:: Texto fuente

Nos vemos, sin fecha ni horario fijo, en algunas pantalla o sintonía radio italiana o española. Y lo mismo ocurre en medios escritos. Tengo la inmensa suerte de no depender de nadie, de no deber nada a nadie y de poder opinar libremente cuando y donde solo yo lo considere oportuno.
«Fatti non foste a viver come bruti, ma per seguir virtute e conoscenza»
«No habéis sido hechos para vivir como brutos, sino para seguir virtud y conocimiento»
Dante Alighieri, "La Divina Commedia", Inferno - canto XXVI

lunes, 2 de mayo de 2011

(78) Han matado a Osama Bin Laden. Pero hacer justicia es otra cosa
Hanno ucciso Osama Bin Laden. Fare giustizia è, però, un’altra cosa





Señor presidente:
Me doy cuenta de que en estas horas estoy fuera del coro y también sé que a Usted mi opinión le importará un rábano. Pero me sale del alma decirle un rotundo “¡No!”, que extiendo a todos sus palmeros, estén donde estén.
  No tengo dudas de que Osama Bin Laden ha hecho mucho daño, ha provocado mucho sufrimiento, ha hecho verter mucha sangre inocente. Pero, señor presidente, no me ha gustado nada su afirmación de que matando a Bin Laden "se ha hecho justicia". Y menos me gusta escuchar esas palabras en boca de un Nobel por la Paz, aunque en realidad sea un Nobel político, prematuro y conseguido sólo por "méritos mediáticos".
  Claro que había que perseguir e intentar capturar a Bin Laden. Claro que era un objetivo de la justicia universal. Para detenerlo, juzgarlo, condenarlo, recluirlo en una cárcel. No para matarlo. Ni fuera de los cauces de la justicia ni tampoco por una determinación política o estratégica ajena a la imposición de una operación arriesgada, en la que podría caber la necesidad de disparar y defenderse hasta matar. Pero, repito, en cualquier caso sin vanagloriarse de que matando se ha hecho justicia.

::::
:: Registros extraídos

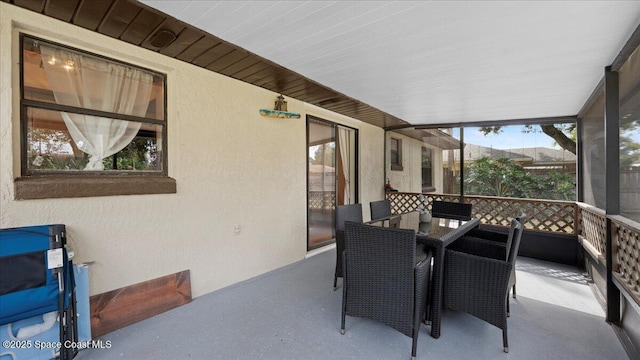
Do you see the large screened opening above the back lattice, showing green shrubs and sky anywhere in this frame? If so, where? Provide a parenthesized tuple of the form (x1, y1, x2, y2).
(457, 123, 576, 201)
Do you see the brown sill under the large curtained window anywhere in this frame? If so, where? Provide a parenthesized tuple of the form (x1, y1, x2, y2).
(14, 176, 176, 200)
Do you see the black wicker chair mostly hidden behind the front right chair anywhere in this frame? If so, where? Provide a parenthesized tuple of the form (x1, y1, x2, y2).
(456, 214, 527, 299)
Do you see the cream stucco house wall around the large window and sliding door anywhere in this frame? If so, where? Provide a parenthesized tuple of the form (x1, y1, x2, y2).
(0, 3, 384, 296)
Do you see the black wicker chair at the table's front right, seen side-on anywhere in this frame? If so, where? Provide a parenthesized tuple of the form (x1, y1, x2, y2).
(444, 219, 522, 352)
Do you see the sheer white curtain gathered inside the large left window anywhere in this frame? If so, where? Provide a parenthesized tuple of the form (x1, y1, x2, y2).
(40, 45, 153, 170)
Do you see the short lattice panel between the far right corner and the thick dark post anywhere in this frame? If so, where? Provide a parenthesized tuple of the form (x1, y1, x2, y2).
(578, 203, 607, 258)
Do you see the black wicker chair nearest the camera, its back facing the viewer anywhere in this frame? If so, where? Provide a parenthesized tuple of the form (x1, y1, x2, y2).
(340, 222, 431, 358)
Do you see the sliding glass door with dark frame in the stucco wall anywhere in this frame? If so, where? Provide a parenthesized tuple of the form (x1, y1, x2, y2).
(307, 117, 357, 250)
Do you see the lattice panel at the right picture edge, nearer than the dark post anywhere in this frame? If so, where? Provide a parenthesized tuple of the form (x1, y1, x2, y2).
(610, 216, 640, 304)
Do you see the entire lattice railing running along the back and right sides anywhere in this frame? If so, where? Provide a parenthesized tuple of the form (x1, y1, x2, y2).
(387, 192, 640, 305)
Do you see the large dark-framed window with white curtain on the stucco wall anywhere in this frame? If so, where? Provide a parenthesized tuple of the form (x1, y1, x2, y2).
(16, 35, 175, 198)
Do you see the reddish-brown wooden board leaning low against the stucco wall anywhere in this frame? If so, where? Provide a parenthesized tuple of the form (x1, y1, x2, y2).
(89, 270, 191, 338)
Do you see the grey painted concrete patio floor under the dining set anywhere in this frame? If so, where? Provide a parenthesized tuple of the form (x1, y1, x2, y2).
(77, 249, 628, 360)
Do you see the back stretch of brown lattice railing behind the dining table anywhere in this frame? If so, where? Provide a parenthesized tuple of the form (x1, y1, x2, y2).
(387, 192, 577, 234)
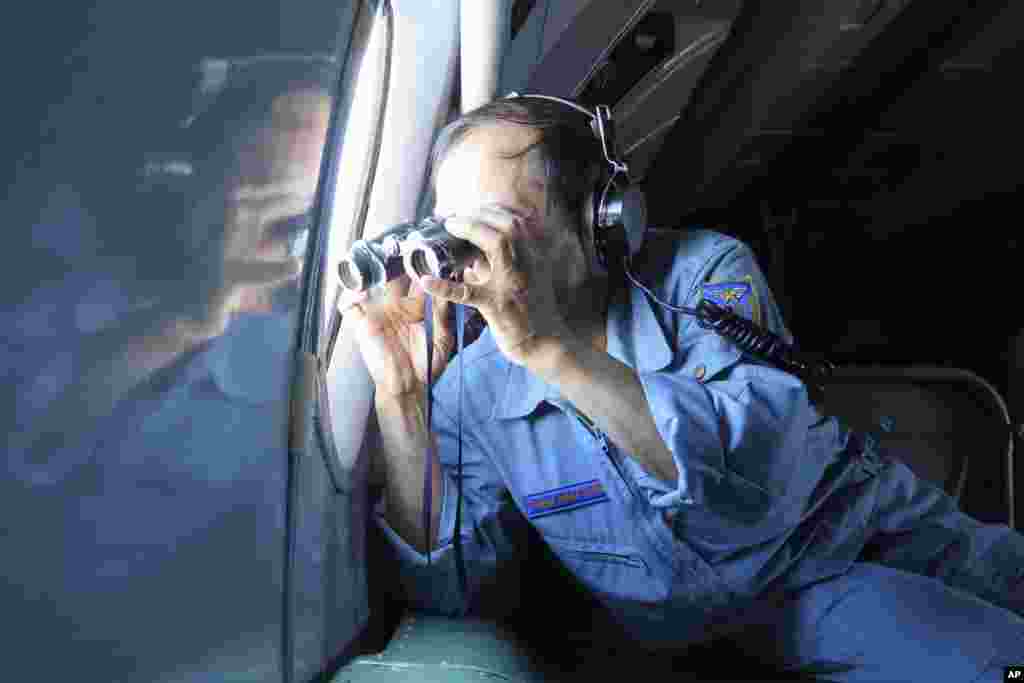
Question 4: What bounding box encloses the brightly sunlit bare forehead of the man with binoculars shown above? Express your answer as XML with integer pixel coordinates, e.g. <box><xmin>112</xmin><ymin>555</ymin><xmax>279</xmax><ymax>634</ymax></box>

::::

| Resultado solicitado |
Reproduce literalmente el pasaje del texto fuente comprendido entre "(78) Han matado" y "estén donde estén.", ambos incluidos.

| Casilla de respuesta |
(78) Han matado a Osama Bin Laden. Pero hacer justicia es otra cosa
Hanno ucciso Osama Bin Laden. Fare giustizia è, però, un’altra cosa





Señor presidente:
Me doy cuenta de que en estas horas estoy fuera del coro y también sé que a Usted mi opinión le importará un rábano. Pero me sale del alma decirle un rotundo “¡No!”, que extiendo a todos sus palmeros, estén donde estén.